• **PROBLEM TO SOLVE**
Please arrange the part of the records that opens with the line containing "of the fingernail" and runs through the end of the records as a Markdown table with the columns Row and Text, one numbered row per line and blank lines skipped. Leave the pictures out of the answer.

::::::::::

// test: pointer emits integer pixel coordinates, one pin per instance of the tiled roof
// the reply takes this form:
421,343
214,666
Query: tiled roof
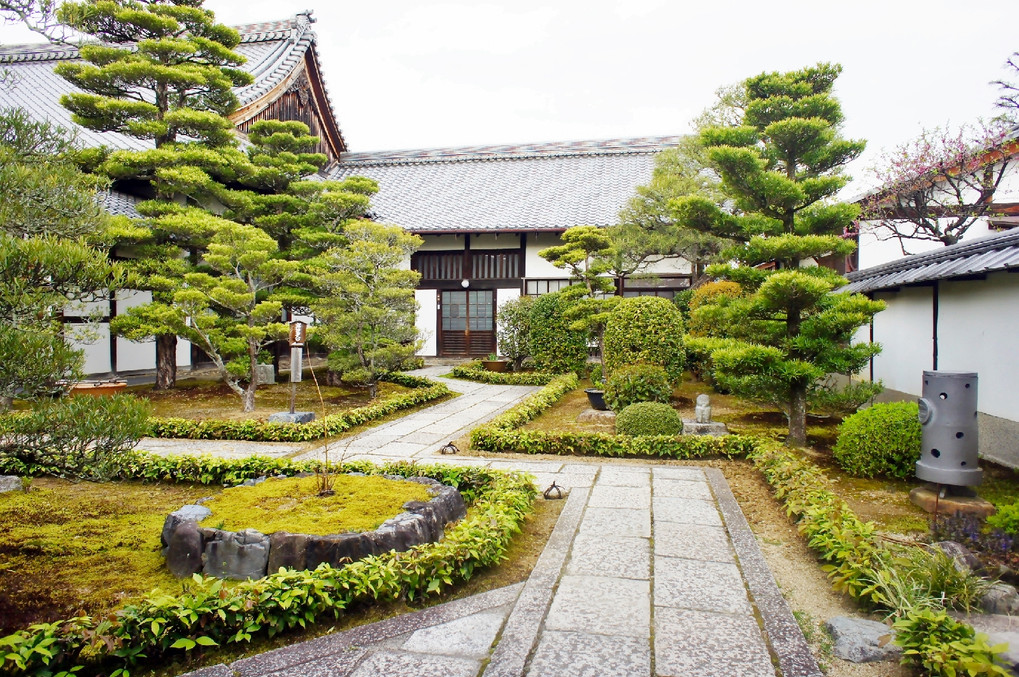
995,253
541,187
273,50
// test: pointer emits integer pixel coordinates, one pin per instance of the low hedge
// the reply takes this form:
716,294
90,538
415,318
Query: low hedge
476,372
255,430
210,615
931,639
502,434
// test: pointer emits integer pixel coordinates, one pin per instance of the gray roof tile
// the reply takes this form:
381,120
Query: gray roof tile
994,253
540,187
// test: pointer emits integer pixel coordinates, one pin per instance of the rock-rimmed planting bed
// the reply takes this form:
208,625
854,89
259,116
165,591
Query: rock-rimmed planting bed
190,548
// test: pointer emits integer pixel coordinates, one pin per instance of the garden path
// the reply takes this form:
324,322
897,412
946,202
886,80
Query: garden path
651,570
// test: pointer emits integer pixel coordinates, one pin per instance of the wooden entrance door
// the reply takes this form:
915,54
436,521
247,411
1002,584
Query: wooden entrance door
467,323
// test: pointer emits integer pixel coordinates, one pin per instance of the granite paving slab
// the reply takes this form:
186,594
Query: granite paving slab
597,605
605,556
708,644
696,584
619,521
583,655
685,511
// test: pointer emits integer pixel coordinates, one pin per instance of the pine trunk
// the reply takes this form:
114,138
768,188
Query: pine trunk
798,417
166,361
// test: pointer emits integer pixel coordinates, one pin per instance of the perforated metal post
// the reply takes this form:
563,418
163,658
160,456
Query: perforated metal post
949,429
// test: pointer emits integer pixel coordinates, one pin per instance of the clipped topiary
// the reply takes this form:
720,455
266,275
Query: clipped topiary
880,440
554,347
648,418
637,382
645,330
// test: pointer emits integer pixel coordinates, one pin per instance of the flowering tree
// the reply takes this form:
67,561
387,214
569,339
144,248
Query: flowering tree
935,187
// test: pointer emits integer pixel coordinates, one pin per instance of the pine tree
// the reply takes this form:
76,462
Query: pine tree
781,169
164,72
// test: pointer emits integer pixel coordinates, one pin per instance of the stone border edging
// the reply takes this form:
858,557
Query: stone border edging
190,549
521,630
782,631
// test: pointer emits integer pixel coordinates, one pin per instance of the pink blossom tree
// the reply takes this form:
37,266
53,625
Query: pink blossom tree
935,187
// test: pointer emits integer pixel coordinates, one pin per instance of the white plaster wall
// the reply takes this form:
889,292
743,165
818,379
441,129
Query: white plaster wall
494,241
94,339
904,329
426,319
977,329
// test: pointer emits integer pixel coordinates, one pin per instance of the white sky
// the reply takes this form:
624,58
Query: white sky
418,73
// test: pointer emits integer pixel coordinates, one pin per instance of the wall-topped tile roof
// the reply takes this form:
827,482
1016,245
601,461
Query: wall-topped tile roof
994,253
274,50
540,187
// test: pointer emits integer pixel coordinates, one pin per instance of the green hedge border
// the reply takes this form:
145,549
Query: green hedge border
842,540
255,430
502,434
210,615
475,371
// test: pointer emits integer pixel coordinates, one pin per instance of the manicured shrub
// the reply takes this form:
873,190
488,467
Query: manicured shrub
880,440
645,330
79,437
554,346
648,418
637,382
515,329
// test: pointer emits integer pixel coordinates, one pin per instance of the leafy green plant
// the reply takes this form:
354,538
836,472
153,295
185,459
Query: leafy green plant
645,330
943,646
210,614
880,440
514,330
648,418
1006,519
637,382
554,346
79,437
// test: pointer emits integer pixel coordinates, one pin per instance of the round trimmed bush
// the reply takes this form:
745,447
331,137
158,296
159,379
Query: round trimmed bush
645,330
648,418
554,347
880,440
637,382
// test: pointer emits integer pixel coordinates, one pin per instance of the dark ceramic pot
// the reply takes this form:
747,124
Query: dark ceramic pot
597,399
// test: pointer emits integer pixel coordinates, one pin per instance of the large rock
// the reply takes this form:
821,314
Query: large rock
10,483
183,554
1001,599
237,555
860,640
286,551
193,514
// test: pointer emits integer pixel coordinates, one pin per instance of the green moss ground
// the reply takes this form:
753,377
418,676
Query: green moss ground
66,548
359,504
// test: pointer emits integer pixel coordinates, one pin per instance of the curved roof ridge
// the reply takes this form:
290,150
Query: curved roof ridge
623,146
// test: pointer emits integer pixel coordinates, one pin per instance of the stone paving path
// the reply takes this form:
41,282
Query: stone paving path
651,570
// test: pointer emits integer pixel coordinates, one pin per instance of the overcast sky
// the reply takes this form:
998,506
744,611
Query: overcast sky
416,73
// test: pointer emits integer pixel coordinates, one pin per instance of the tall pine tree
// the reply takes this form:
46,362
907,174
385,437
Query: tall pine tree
161,71
781,168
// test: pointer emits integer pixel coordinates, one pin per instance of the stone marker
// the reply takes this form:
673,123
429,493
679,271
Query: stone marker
10,483
861,640
183,554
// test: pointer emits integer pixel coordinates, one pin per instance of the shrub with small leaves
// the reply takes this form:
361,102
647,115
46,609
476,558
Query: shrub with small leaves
637,382
880,440
645,330
648,418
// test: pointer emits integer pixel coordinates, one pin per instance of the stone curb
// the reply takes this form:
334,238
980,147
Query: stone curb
520,634
288,659
782,631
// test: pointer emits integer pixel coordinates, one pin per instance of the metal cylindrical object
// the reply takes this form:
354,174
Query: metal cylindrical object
949,429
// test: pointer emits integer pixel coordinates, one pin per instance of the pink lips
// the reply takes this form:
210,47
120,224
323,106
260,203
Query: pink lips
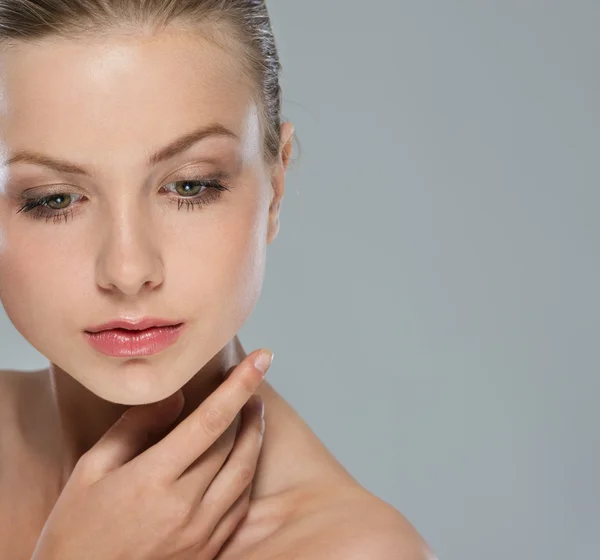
119,342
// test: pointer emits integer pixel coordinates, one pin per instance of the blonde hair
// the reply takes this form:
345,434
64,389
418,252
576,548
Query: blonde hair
241,25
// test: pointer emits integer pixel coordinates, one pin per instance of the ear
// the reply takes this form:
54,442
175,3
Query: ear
278,178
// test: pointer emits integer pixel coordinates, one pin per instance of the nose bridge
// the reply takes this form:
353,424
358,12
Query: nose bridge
129,257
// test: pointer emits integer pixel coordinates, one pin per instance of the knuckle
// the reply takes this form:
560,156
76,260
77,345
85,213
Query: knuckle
179,510
213,422
243,475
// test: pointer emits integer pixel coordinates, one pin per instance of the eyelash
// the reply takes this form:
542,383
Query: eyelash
214,190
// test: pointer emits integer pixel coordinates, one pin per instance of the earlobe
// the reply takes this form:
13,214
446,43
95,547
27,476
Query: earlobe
278,179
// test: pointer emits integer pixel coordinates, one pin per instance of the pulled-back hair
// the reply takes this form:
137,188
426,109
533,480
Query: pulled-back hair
242,27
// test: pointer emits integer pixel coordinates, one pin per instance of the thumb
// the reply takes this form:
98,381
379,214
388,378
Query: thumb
128,436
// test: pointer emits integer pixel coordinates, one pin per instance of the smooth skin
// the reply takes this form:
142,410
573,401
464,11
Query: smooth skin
126,248
177,499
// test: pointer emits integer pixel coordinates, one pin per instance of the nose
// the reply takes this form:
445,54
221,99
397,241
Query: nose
129,260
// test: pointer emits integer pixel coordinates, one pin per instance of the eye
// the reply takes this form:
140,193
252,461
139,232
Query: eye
212,190
193,192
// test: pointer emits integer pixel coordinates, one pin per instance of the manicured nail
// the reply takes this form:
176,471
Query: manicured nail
264,360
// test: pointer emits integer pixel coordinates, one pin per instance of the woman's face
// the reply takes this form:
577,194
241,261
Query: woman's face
126,239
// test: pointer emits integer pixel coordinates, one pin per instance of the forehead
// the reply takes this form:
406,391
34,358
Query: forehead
118,93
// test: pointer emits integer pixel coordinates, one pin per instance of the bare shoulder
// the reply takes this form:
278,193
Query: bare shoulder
351,524
18,390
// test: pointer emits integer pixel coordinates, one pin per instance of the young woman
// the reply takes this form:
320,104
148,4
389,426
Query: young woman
143,163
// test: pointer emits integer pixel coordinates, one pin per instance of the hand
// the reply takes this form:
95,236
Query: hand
180,498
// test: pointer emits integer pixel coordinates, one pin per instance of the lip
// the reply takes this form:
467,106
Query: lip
119,343
133,325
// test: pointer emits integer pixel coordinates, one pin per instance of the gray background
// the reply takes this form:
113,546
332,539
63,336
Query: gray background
432,295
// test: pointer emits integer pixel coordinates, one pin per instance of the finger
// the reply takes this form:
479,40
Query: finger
128,436
229,522
171,456
235,475
211,461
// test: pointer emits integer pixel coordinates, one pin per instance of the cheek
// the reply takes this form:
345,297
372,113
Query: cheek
36,284
225,276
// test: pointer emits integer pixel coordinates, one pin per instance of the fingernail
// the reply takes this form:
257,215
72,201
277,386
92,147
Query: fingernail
264,360
260,405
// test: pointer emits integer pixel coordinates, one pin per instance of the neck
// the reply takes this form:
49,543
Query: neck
84,417
291,456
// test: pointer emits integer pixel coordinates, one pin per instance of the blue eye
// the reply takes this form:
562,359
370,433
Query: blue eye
58,208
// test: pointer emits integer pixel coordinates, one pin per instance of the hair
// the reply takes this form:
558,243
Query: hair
247,22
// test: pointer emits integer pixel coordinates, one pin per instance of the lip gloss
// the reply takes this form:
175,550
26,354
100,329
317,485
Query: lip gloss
123,343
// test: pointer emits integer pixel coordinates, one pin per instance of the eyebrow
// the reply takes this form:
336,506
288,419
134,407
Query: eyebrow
176,147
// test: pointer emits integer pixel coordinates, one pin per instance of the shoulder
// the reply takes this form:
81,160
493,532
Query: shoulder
352,524
20,393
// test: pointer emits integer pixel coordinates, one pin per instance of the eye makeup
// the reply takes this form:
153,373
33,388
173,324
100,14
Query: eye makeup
60,206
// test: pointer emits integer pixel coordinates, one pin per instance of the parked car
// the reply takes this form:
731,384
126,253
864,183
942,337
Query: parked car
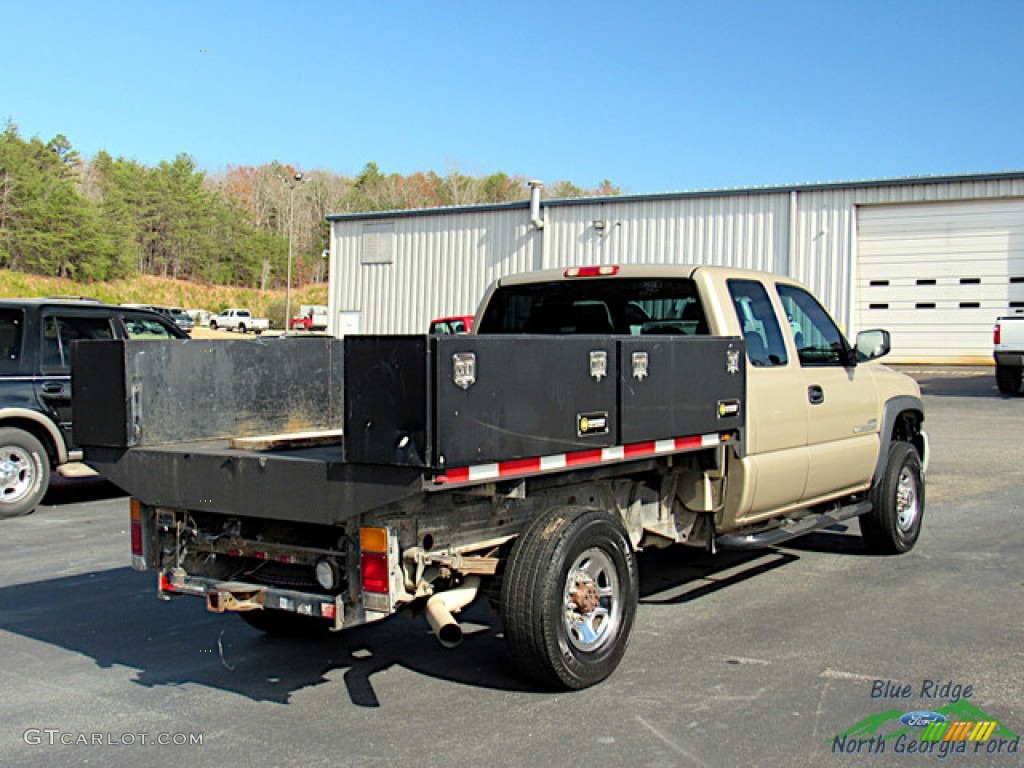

::::::::::

• **RESPONSE TO THE EXERCISE**
| Row | Text |
|---|---|
| 1 | // test: pointer emits integer pixel coordinates, one pin per instance of the fingernail |
| 2 | // the reply takes this form: |
| 3 | 257,215 |
| 4 | 72,201 |
| 5 | 277,386 |
| 6 | 92,147 |
| 7 | Query: fingernail |
| 8 | 264,360 |
| 9 | 260,405 |
| 10 | // test: pointer emits integer pixel coordinates, one pin per instance of the neck |
| 11 | // the reply takes this form: |
| 12 | 49,543 |
| 13 | Query: neck |
| 14 | 84,417 |
| 15 | 291,456 |
| 16 | // test: pointer emits integer pixel coordinates, one pin per instance of the blue eye |
| 17 | // the reply takes this form: |
| 18 | 562,359 |
| 19 | 370,433 |
| 20 | Query: blue eye |
| 21 | 58,208 |
| 22 | // test: pointer emits integer pixel coordinates, one pin per instance of the hair |
| 23 | // the reply takes this form: |
| 24 | 558,243 |
| 25 | Query: hair |
| 26 | 247,22 |
| 27 | // test: pointer emits integer pixel coordinates, one pin per instance of the lip gloss |
| 28 | // the reply takes this form: |
| 29 | 175,550 |
| 30 | 26,354 |
| 31 | 100,329 |
| 32 | 317,485 |
| 33 | Query: lip gloss |
| 34 | 123,343 |
| 35 | // test: pointer emits integer pixel coordinates, one pin per instance of the eyebrow |
| 36 | // the reply takes this form: |
| 37 | 336,506 |
| 38 | 288,419 |
| 39 | 134,407 |
| 40 | Query: eyebrow |
| 41 | 176,147 |
| 42 | // test: pointer emits integer pixel coordinates, one pin per instance of the shoulder |
| 43 | // the reply takes this form: |
| 44 | 81,160 |
| 45 | 493,532 |
| 46 | Query: shoulder |
| 47 | 352,524 |
| 48 | 20,393 |
| 49 | // test: pointer emits integer pixel coordinates, one pin per instance of the eye makeup |
| 50 | // the reply takes this form: |
| 51 | 153,373 |
| 52 | 33,388 |
| 53 | 173,324 |
| 54 | 100,14 |
| 55 | Query: eye makeup |
| 56 | 60,206 |
| 57 | // test: pointer emits integer pixel coordinates, one pin per instance of the parked car |
| 58 | // the reply takes this form: |
| 59 | 731,384 |
| 60 | 126,253 |
| 61 | 864,183 |
| 62 | 942,337 |
| 63 | Query: parked car |